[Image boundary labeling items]
+ + +
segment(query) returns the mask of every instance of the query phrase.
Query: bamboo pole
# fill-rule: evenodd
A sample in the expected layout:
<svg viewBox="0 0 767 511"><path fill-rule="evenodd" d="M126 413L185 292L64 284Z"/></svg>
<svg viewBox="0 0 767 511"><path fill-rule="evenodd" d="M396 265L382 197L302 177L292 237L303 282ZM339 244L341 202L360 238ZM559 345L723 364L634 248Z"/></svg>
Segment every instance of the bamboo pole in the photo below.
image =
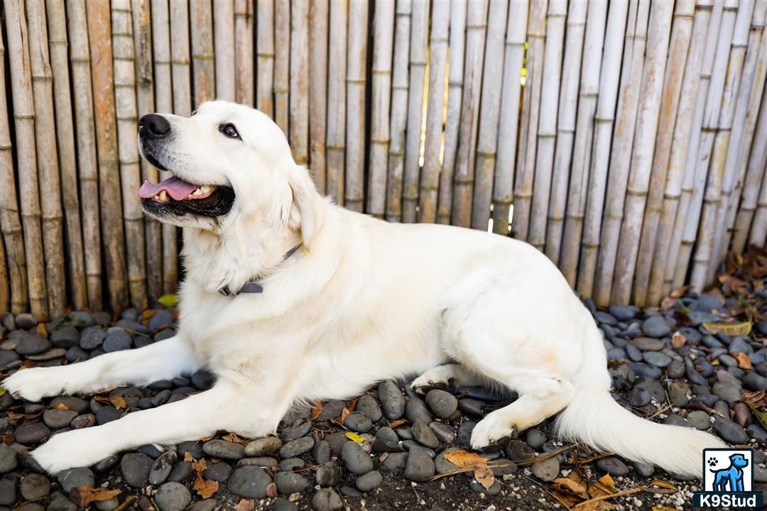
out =
<svg viewBox="0 0 767 511"><path fill-rule="evenodd" d="M532 184L535 175L535 146L541 108L541 86L543 83L546 6L546 0L531 2L528 18L528 47L525 56L526 74L522 89L522 120L516 175L514 176L514 214L512 218L512 234L523 241L528 239Z"/></svg>
<svg viewBox="0 0 767 511"><path fill-rule="evenodd" d="M349 4L346 68L346 184L344 205L362 212L365 195L365 74L367 61L367 2Z"/></svg>
<svg viewBox="0 0 767 511"><path fill-rule="evenodd" d="M631 287L640 237L642 220L649 192L650 172L653 165L653 149L657 135L658 115L660 111L663 90L663 76L666 73L666 59L668 54L669 38L671 34L671 17L673 4L670 2L655 4L650 15L650 28L645 54L644 70L640 90L639 111L634 132L634 148L631 152L631 166L628 187L626 189L624 218L621 226L613 277L612 303L628 303L631 299ZM657 183L661 188L665 182ZM644 300L643 290L643 300Z"/></svg>
<svg viewBox="0 0 767 511"><path fill-rule="evenodd" d="M687 148L690 142L691 127L693 120L693 114L695 110L696 100L698 97L699 86L700 85L700 69L703 61L703 50L706 47L706 33L709 30L709 21L711 18L712 5L713 0L698 0L695 6L695 18L693 22L693 31L690 36L689 49L687 50L684 78L679 95L673 135L670 144L667 144L665 140L660 139L660 135L656 142L658 147L657 152L660 153L660 156L657 156L660 160L659 165L663 164L663 152L668 150L669 155L663 210L657 226L657 232L654 237L656 241L651 260L650 281L647 285L647 295L645 299L646 304L659 303L663 296L667 294L663 290L666 271L667 268L669 267L669 260L673 258L676 260L676 254L670 257L670 251L673 250L673 247L676 247L676 251L679 249L680 240L677 239L676 244L673 243L674 225L676 221L677 214L681 211L680 201L682 194L683 180L685 177L685 161ZM683 18L680 19L680 23L684 23ZM685 25L683 25L682 26L683 32ZM681 35L683 35L683 34L680 34L680 37ZM676 36L675 34L673 37L676 38ZM680 51L672 43L672 54L676 54L676 52ZM674 68L677 65L680 64L672 64L672 72L675 70ZM670 85L669 87L672 86ZM662 108L665 108L665 106ZM666 120L661 121L660 126L662 128L664 127L667 122ZM653 188L653 187L651 185L651 193ZM647 236L648 237L650 237L649 233ZM680 232L680 236L681 236L681 232ZM670 240L671 241L670 244L669 243ZM671 247L670 249L670 245ZM640 256L644 254L646 250L647 250L647 245L640 247ZM641 260L640 257L640 264ZM639 274L640 271L637 269L637 278ZM642 287L642 284L637 283L637 289L640 287Z"/></svg>
<svg viewBox="0 0 767 511"><path fill-rule="evenodd" d="M293 159L309 159L309 2L291 2L290 140ZM363 125L364 126L364 125Z"/></svg>
<svg viewBox="0 0 767 511"><path fill-rule="evenodd" d="M373 28L373 91L370 97L367 212L377 218L383 218L386 211L389 107L391 101L391 60L394 39L394 2L387 0L377 0L374 22L375 25ZM433 47L432 51L433 51ZM440 104L440 114L442 113L441 106ZM440 120L441 119L440 115Z"/></svg>
<svg viewBox="0 0 767 511"><path fill-rule="evenodd" d="M131 0L133 47L136 70L136 109L138 117L152 113L154 108L154 87L152 73L152 19L150 0ZM167 70L167 64L163 64ZM157 169L143 160L139 162L141 181L158 181ZM146 247L146 292L150 298L163 294L163 240L160 224L145 217L144 236Z"/></svg>
<svg viewBox="0 0 767 511"><path fill-rule="evenodd" d="M629 17L629 30L626 34L623 70L621 74L621 100L618 103L615 134L610 155L609 182L604 201L601 243L594 283L594 302L600 306L607 306L610 303L618 236L621 234L629 166L631 162L631 145L639 110L640 84L644 67L650 2L640 0L637 7L636 18Z"/></svg>
<svg viewBox="0 0 767 511"><path fill-rule="evenodd" d="M724 212L727 209L727 200L732 191L732 181L726 174L726 163L729 149L730 133L735 120L736 98L740 89L750 92L751 84L744 83L742 78L747 78L742 73L746 60L746 51L749 43L749 34L752 25L752 15L755 2L741 4L735 21L732 42L730 44L729 61L727 64L728 76L725 80L725 88L719 112L719 127L714 136L713 151L709 169L709 181L713 186L708 188L703 202L701 218L700 234L694 260L693 275L696 275L696 267L701 285L705 285L714 277L714 272L719 263L717 237L721 239L724 228ZM760 15L761 16L761 15ZM732 173L732 170L728 173ZM712 179L713 178L713 179ZM729 182L729 183L728 183ZM700 234L703 234L701 236ZM705 266L705 269L704 269ZM694 283L693 283L694 285Z"/></svg>
<svg viewBox="0 0 767 511"><path fill-rule="evenodd" d="M114 100L117 116L117 154L123 192L123 221L127 247L128 287L134 307L145 308L146 260L143 213L137 191L141 169L133 139L138 131L133 18L130 0L112 0L112 48L114 62Z"/></svg>
<svg viewBox="0 0 767 511"><path fill-rule="evenodd" d="M110 5L104 2L89 2L86 6L96 114L102 242L107 264L110 306L112 310L118 311L127 306L128 292L126 289L127 276L123 208L120 196ZM136 195L136 189L131 192ZM141 250L143 250L143 247Z"/></svg>
<svg viewBox="0 0 767 511"><path fill-rule="evenodd" d="M735 193L736 180L742 181L746 173L746 165L738 167L743 146L751 145L753 136L753 125L749 126L749 106L755 115L757 105L764 90L764 65L759 69L759 54L765 54L763 32L767 18L767 0L759 0L754 5L752 15L751 30L749 33L748 49L743 62L740 87L735 116L732 120L732 130L727 149L727 161L725 162L724 181L722 184L722 201L717 213L716 236L714 239L714 254L713 261L723 260L727 255L727 249L732 238L732 229L735 226L735 212L739 191ZM760 49L761 48L761 49Z"/></svg>
<svg viewBox="0 0 767 511"><path fill-rule="evenodd" d="M311 0L309 5L309 163L317 190L323 195L327 178L328 8L322 0Z"/></svg>
<svg viewBox="0 0 767 511"><path fill-rule="evenodd" d="M423 122L424 81L429 44L429 2L413 2L410 15L410 81L407 96L407 131L405 135L405 170L402 188L402 221L416 220L419 159ZM398 56L402 58L401 56Z"/></svg>
<svg viewBox="0 0 767 511"><path fill-rule="evenodd" d="M488 230L492 184L498 150L498 128L501 113L501 88L503 80L504 34L509 5L505 2L490 3L485 42L485 64L482 69L479 126L477 135L476 167L472 199L471 227ZM433 31L433 21L432 25ZM433 51L433 50L432 50ZM431 71L430 70L430 73ZM428 128L427 128L428 129ZM429 132L426 132L428 139ZM512 142L513 144L513 142Z"/></svg>
<svg viewBox="0 0 767 511"><path fill-rule="evenodd" d="M518 2L525 9L527 2ZM397 4L399 5L399 4ZM436 221L439 224L450 223L453 206L453 177L458 152L458 137L461 121L461 97L463 95L463 57L466 41L466 2L456 0L450 2L450 41L448 46L447 115L445 120L445 147L439 172L439 196ZM523 28L524 30L524 28ZM396 65L396 64L395 64ZM514 144L512 144L512 146Z"/></svg>
<svg viewBox="0 0 767 511"><path fill-rule="evenodd" d="M245 3L245 2L243 2ZM247 7L245 7L247 8ZM237 82L240 77L235 67L235 53L240 44L252 44L252 38L245 33L235 38L234 0L219 0L213 2L213 49L216 58L216 98L226 101L237 99ZM238 46L235 46L235 44ZM252 75L250 75L252 76Z"/></svg>
<svg viewBox="0 0 767 511"><path fill-rule="evenodd" d="M67 22L64 0L45 2L48 46L53 73L54 104L56 112L56 141L61 176L61 198L66 221L67 260L72 305L83 310L88 306L83 254L82 224L77 196L77 168L72 126L71 94L69 88L69 63L67 51Z"/></svg>
<svg viewBox="0 0 767 511"><path fill-rule="evenodd" d="M461 123L459 128L458 153L456 156L453 211L450 220L453 225L460 227L469 227L471 224L471 201L474 184L477 132L479 127L479 100L482 92L487 13L486 1L477 0L469 3L466 15L463 98L461 100Z"/></svg>
<svg viewBox="0 0 767 511"><path fill-rule="evenodd" d="M463 2L453 2L451 4L452 8L455 8L456 5L459 4L463 5L465 13L466 5ZM386 218L389 221L400 221L402 218L402 179L405 168L405 130L407 127L408 59L406 56L410 54L410 11L412 8L410 0L397 2L395 8L393 54L397 55L397 57L394 59L391 83L391 122L390 123L391 133L389 137L386 205ZM449 100L448 100L447 107L449 110ZM449 113L448 113L448 117L449 118ZM446 136L446 159L448 150Z"/></svg>
<svg viewBox="0 0 767 511"><path fill-rule="evenodd" d="M581 65L581 86L572 150L572 168L570 171L565 229L559 256L559 269L571 287L575 287L583 219L586 215L591 144L594 140L594 117L597 111L607 17L607 2L589 2L583 62ZM498 208L497 204L495 208Z"/></svg>
<svg viewBox="0 0 767 511"><path fill-rule="evenodd" d="M558 107L556 149L545 237L546 255L555 264L559 261L565 228L565 208L575 138L575 114L588 7L588 4L585 2L571 2L568 11L561 91Z"/></svg>
<svg viewBox="0 0 767 511"><path fill-rule="evenodd" d="M505 4L502 4L505 10ZM437 193L439 185L439 149L442 146L443 110L445 106L447 78L447 42L450 26L450 4L435 2L431 14L429 42L429 92L426 105L426 131L423 145L418 221L436 221ZM502 31L503 28L502 27ZM501 44L503 34L501 34Z"/></svg>
<svg viewBox="0 0 767 511"><path fill-rule="evenodd" d="M750 3L748 3L748 5L752 5ZM744 5L744 7L746 6ZM690 280L690 283L697 291L703 290L703 285L706 283L706 272L708 271L710 247L707 240L709 235L707 229L713 228L713 221L714 220L712 218L713 211L711 205L716 205L719 202L721 192L721 176L716 175L714 169L709 171L709 166L714 149L717 127L723 129L726 127L726 117L729 110L729 97L731 95L729 92L725 94L725 90L729 90L734 86L732 81L731 81L733 78L729 76L728 61L729 60L730 45L735 31L737 11L738 2L736 0L725 1L724 11L722 15L722 25L719 28L719 40L716 45L716 53L714 56L713 69L718 71L728 69L728 75L726 76L724 73L721 72L715 72L711 76L711 82L709 86L708 95L706 100L706 108L703 110L703 129L700 133L700 142L697 153L699 169L701 174L704 176L702 178L702 182L705 183L705 185L701 187L702 193L700 195L703 198L703 204L700 204L698 201L693 201L692 206L694 209L692 210L693 212L691 214L688 213L687 224L685 228L685 237L683 239L683 244L688 244L690 247L690 251L687 251L686 257L683 260L686 262L686 267L690 262L690 255L692 252L693 245L697 241L697 249L696 250L695 257L692 263L693 273ZM749 9L746 21L750 21L750 20L751 10ZM720 113L723 113L723 115L720 116ZM729 129L729 126L727 129ZM703 189L705 189L705 192L703 192Z"/></svg>
<svg viewBox="0 0 767 511"><path fill-rule="evenodd" d="M48 292L48 317L61 316L67 306L64 269L64 228L61 185L56 147L55 114L53 110L53 73L48 57L45 5L27 2L29 57L35 101L35 144L42 214L43 252Z"/></svg>
<svg viewBox="0 0 767 511"><path fill-rule="evenodd" d="M6 29L6 34L9 31ZM8 265L8 282L10 285L10 303L2 310L18 314L29 306L29 294L27 260L24 254L24 237L13 176L13 148L8 126L5 83L5 47L0 37L0 230L2 231L5 242L6 260L3 262Z"/></svg>
<svg viewBox="0 0 767 511"><path fill-rule="evenodd" d="M703 110L706 107L706 97L708 94L709 84L711 81L711 72L713 68L714 56L716 54L716 41L719 37L722 15L724 12L724 3L715 2L711 11L711 21L709 31L706 36L706 47L703 52L703 65L700 67L700 84L696 97L695 110L693 116L693 124L690 126L690 143L685 156L684 179L682 182L682 194L680 196L679 212L674 222L673 234L671 237L671 245L669 249L668 261L666 266L666 277L663 282L663 294L667 295L672 288L676 289L683 283L687 272L687 263L690 260L689 251L684 258L684 270L679 268L683 260L683 251L687 251L683 244L683 237L690 211L690 205L697 203L702 197L703 188L706 186L706 173L699 172L697 163L698 145L700 141L700 128L703 122ZM701 179L703 182L700 182ZM700 194L700 195L698 195ZM693 228L697 227L697 220Z"/></svg>
<svg viewBox="0 0 767 511"><path fill-rule="evenodd" d="M77 168L83 223L83 247L88 306L103 307L101 296L101 230L99 207L98 168L94 131L94 102L91 77L91 49L84 0L67 0L69 63L72 71L74 129L77 143Z"/></svg>
<svg viewBox="0 0 767 511"><path fill-rule="evenodd" d="M549 0L546 43L543 59L543 84L541 87L541 112L538 124L535 152L535 177L533 181L532 205L530 212L528 241L543 251L546 237L546 216L551 170L557 140L557 110L559 79L562 69L562 43L565 41L565 0Z"/></svg>
<svg viewBox="0 0 767 511"><path fill-rule="evenodd" d="M759 179L765 172L765 162L767 160L767 144L760 143L760 141L763 140L767 140L767 100L762 98L756 131L754 133L754 141L749 157L749 165L746 171L743 195L740 199L740 207L735 221L732 250L736 252L744 251L746 241L752 241L755 238L754 236L749 238L749 234L755 212L759 208L760 203L763 202L763 200L760 200L759 194ZM762 188L762 192L764 190Z"/></svg>
<svg viewBox="0 0 767 511"><path fill-rule="evenodd" d="M253 4L235 0L235 100L255 106L253 74Z"/></svg>
<svg viewBox="0 0 767 511"><path fill-rule="evenodd" d="M591 298L594 295L613 122L621 71L621 50L625 49L627 60L630 60L634 42L635 19L638 7L639 4L636 0L630 4L618 2L611 5L611 8L607 14L604 53L599 76L599 95L594 118L594 146L591 149L588 192L585 197L586 215L578 261L578 292L586 298ZM631 15L628 17L630 21L627 28L626 20L630 8ZM627 61L624 66L630 66L630 63Z"/></svg>
<svg viewBox="0 0 767 511"><path fill-rule="evenodd" d="M189 3L189 26L192 28L192 83L197 105L216 99L216 56L210 4L211 0L195 0Z"/></svg>
<svg viewBox="0 0 767 511"><path fill-rule="evenodd" d="M335 2L334 2L335 3ZM275 122L288 136L288 105L290 92L290 2L275 3Z"/></svg>
<svg viewBox="0 0 767 511"><path fill-rule="evenodd" d="M256 104L259 110L274 119L275 103L272 97L275 83L275 2L256 2L257 66Z"/></svg>
<svg viewBox="0 0 767 511"><path fill-rule="evenodd" d="M15 0L5 0L5 35L11 70L11 93L13 100L14 127L16 139L16 162L18 195L21 206L21 227L27 260L29 306L38 318L48 317L45 264L43 260L42 230L40 227L40 199L38 166L35 148L35 106L29 63L27 21L24 5Z"/></svg>
<svg viewBox="0 0 767 511"><path fill-rule="evenodd" d="M346 153L346 57L347 2L330 5L330 45L328 54L328 195L344 204Z"/></svg>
+ + +
Format the stretch from the start of the records through the line containing "265L382 197L302 177L292" as a JSON list of strings, one string per line and skipping any blank lines.

[
  "segment(query) returns the mask of every instance of the query phrase.",
  "Query: bamboo pole",
  "# fill-rule: evenodd",
  "A sample in the expected layout:",
  "<svg viewBox=\"0 0 767 511\"><path fill-rule=\"evenodd\" d=\"M126 413L185 292L64 284Z\"/></svg>",
  "<svg viewBox=\"0 0 767 511\"><path fill-rule=\"evenodd\" d=\"M396 265L382 197L302 177L292 237L303 282ZM339 244L341 202L360 238ZM559 345L723 364L634 248Z\"/></svg>"
]